Gather every line below that contains the word "shirt".

==== TASK INPUTS ====

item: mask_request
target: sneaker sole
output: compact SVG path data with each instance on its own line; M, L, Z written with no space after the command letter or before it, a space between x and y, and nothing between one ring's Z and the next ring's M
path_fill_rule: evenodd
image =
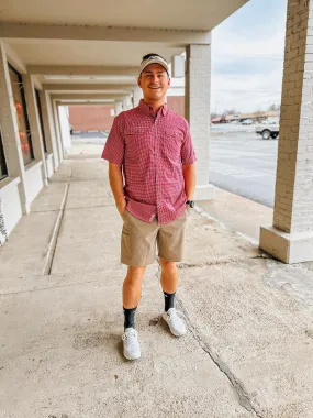
M130 356L127 356L127 355L124 353L124 358L127 359L127 360L130 360L130 361L132 361L132 360L138 360L138 359L141 359L141 356L142 356L142 353L141 353L138 356L136 356L136 358L130 358Z

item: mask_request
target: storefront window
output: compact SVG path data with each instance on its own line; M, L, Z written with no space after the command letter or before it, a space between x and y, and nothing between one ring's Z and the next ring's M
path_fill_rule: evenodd
M40 124L41 124L41 130L42 130L44 150L45 150L45 153L47 153L47 144L46 144L46 136L45 136L45 129L44 129L44 120L43 120L41 98L40 98L40 92L38 92L38 90L36 88L35 88L35 95L36 95L36 101L37 101L37 110L38 110L38 117L40 117Z
M1 131L0 131L0 180L2 180L2 178L7 176L8 176L8 168L7 168L3 142L2 142L2 136L1 136Z
M25 95L23 89L22 76L14 67L9 64L10 79L12 85L13 100L15 106L15 116L19 127L21 147L23 153L24 165L34 160L32 135L27 118Z

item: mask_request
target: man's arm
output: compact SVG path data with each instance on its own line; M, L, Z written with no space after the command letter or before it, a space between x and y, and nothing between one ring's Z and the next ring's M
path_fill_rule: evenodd
M192 200L195 189L195 164L183 164L182 175L185 179L185 191L187 195L187 200Z
M123 189L122 166L109 162L109 178L111 190L114 195L116 208L122 216L126 208L126 200Z

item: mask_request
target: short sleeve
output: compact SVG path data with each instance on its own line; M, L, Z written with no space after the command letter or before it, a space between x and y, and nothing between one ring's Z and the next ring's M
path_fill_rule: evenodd
M195 162L195 153L192 145L190 129L187 125L187 133L181 147L181 163L183 165L190 165Z
M121 118L114 119L101 158L110 163L122 165L124 160L125 143L122 135Z

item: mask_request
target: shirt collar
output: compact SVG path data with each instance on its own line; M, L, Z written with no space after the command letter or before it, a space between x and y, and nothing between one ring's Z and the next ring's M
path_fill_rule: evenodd
M141 109L142 112L144 112L145 114L152 114L152 116L156 116L156 112L153 110L153 108L146 103L144 101L144 99L141 99L139 101L139 105L138 105L138 108ZM168 113L168 107L167 107L167 103L164 103L164 106L161 106L161 108L159 109L159 112L161 112L161 114L165 117L167 113Z

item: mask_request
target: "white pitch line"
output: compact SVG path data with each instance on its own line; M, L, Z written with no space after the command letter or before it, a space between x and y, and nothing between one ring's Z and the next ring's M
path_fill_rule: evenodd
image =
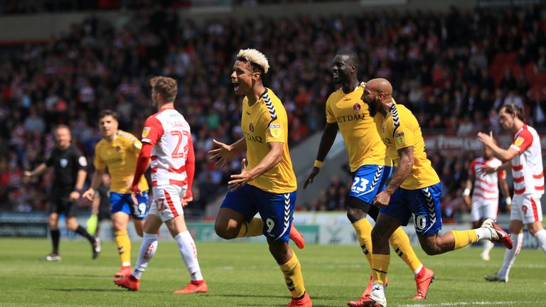
M400 305L400 307L432 307L432 306L488 306L488 305L507 305L529 303L527 301L474 301L474 302L456 302L456 303L440 303L434 304L410 304L410 305Z

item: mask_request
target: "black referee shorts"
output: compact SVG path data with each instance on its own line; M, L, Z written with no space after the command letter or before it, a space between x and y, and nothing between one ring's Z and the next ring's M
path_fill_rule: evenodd
M77 201L70 201L68 195L54 196L51 198L49 206L49 213L65 213L66 217L76 216L77 210Z

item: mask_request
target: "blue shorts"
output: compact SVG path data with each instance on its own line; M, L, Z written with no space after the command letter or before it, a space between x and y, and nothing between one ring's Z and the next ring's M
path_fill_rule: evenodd
M259 212L264 221L264 235L273 241L288 242L295 203L296 191L276 194L245 184L228 192L220 208L237 211L247 221Z
M417 190L398 188L391 195L389 205L379 212L400 220L403 226L413 215L417 235L432 237L441 229L441 195L439 183Z
M110 213L123 212L129 215L132 215L134 220L146 220L148 215L148 192L142 192L142 197L136 195L139 205L133 203L131 194L118 193L110 192L110 205L112 210Z
M360 166L353 176L353 185L350 186L349 196L373 204L375 195L385 190L385 183L391 173L391 166L375 164Z

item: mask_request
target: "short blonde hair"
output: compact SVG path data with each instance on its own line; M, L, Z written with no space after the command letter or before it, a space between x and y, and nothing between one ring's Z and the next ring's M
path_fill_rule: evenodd
M168 77L154 77L150 80L150 85L168 102L174 101L178 92L176 80Z
M250 62L253 66L261 68L264 74L267 74L267 70L269 70L269 63L267 61L267 58L256 49L240 50L239 53L237 54L237 60Z

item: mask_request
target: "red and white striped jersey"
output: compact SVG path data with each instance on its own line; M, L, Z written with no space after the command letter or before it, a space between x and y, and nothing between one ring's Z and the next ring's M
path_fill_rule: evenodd
M150 165L152 185L188 184L186 161L191 141L190 125L174 109L161 109L146 119L142 142L154 146Z
M537 131L523 125L510 148L520 153L512 159L514 194L544 194L544 169L540 139Z
M474 193L472 198L481 198L484 200L498 199L498 179L506 178L506 172L501 171L497 173L486 174L480 173L483 168L496 168L503 165L503 162L496 158L491 158L486 161L483 157L478 157L470 163L470 174L474 176Z

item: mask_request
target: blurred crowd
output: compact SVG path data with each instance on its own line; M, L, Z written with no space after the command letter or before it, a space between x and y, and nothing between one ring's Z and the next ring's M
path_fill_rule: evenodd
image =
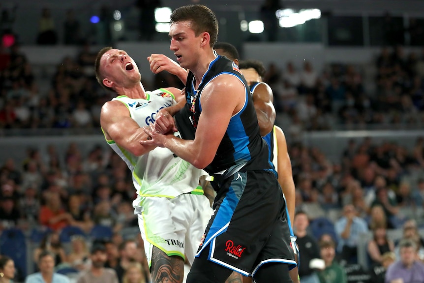
M19 46L3 52L0 128L98 127L101 106L112 96L95 81L95 55L89 44L81 45L76 58L58 63L48 89L41 92L39 75ZM424 122L423 78L424 57L414 51L405 54L398 46L382 49L369 65L333 63L319 72L308 61L302 70L293 62L283 70L271 64L264 81L272 88L277 116L290 125L286 131L296 135L373 125L419 128ZM182 87L169 74L143 83L147 89Z
M417 258L424 259L424 243L418 234L424 220L424 179L420 177L424 139L419 138L412 150L369 138L352 140L346 146L336 162L316 148L299 143L289 147L297 213L304 216L295 218L295 234L303 233L299 219L310 221L307 230L312 238L322 241L323 235L327 237L330 244L322 244L333 246L336 258L343 264L357 265L362 233L394 242L388 242L381 252L385 242L368 248L370 262L377 263L384 252L396 253L394 243L399 239L389 239L387 231L403 227L402 238L412 241L419 249ZM96 241L105 245L108 261L113 261L106 266L116 270L125 269L126 263L117 262L125 257L123 245L128 241L132 241L132 254L142 256L142 242L131 204L136 191L125 163L99 145L85 155L75 143L63 155L54 145L46 147L46 154L40 148L28 149L23 160L9 158L1 165L0 238L11 229L23 231L33 244L32 254L27 257L37 263L43 251L52 252L58 270L91 268L88 247ZM406 231L408 227L413 227L408 231L414 233ZM106 229L100 236L93 232L99 227ZM41 233L37 239L34 231ZM146 265L144 257L125 260ZM117 272L121 279L124 271Z
M283 70L271 64L264 81L279 114L305 130L417 127L423 122L423 54L397 46L383 48L369 65L332 63L319 72L308 61L300 70L293 62Z

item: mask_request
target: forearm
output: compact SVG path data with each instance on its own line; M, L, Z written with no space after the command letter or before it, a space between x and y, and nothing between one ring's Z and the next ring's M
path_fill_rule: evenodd
M273 130L275 121L275 111L272 104L259 101L255 102L255 110L261 130L261 135L266 136Z
M180 80L182 82L184 85L187 82L187 75L188 74L188 71L182 67L180 67L180 69L178 70L178 73L175 74L176 76L178 77Z
M202 155L199 154L201 151L196 148L195 141L183 140L173 135L168 135L167 138L165 147L178 157L199 169L203 169L208 165L203 166L204 162L202 162Z
M286 178L285 180L279 180L278 181L281 186L283 193L286 197L286 205L287 206L287 210L289 211L289 216L290 217L290 221L293 228L293 220L295 218L295 210L296 208L296 189L295 183L293 178Z

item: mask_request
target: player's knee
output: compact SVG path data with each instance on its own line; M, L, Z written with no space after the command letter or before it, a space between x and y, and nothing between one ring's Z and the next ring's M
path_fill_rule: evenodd
M272 262L264 264L253 276L256 283L292 283L287 264Z
M214 279L211 278L208 275L200 271L193 271L192 270L187 277L186 283L216 283L217 282Z

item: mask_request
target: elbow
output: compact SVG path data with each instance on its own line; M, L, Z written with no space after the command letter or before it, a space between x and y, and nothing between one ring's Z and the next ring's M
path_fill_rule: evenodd
M148 151L146 150L146 148L141 144L132 145L127 150L131 154L135 156L141 156Z
M213 157L206 156L205 155L197 156L192 162L190 162L193 166L198 169L204 169L211 164L213 160Z

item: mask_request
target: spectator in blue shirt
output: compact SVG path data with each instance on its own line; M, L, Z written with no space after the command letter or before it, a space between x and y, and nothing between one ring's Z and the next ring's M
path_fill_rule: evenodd
M357 247L361 234L368 232L366 222L357 216L355 207L347 204L343 208L344 216L334 224L338 238L337 250L341 252L342 260L355 263L357 260Z
M25 283L70 283L67 277L55 273L55 255L50 252L40 253L38 268L40 272L29 275Z

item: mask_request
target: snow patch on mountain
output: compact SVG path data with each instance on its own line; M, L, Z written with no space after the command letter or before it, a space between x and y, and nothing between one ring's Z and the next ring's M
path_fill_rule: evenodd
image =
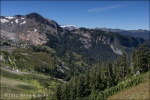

====

EXERCISE RESULT =>
target: shirt collar
target: spectator in blue shirt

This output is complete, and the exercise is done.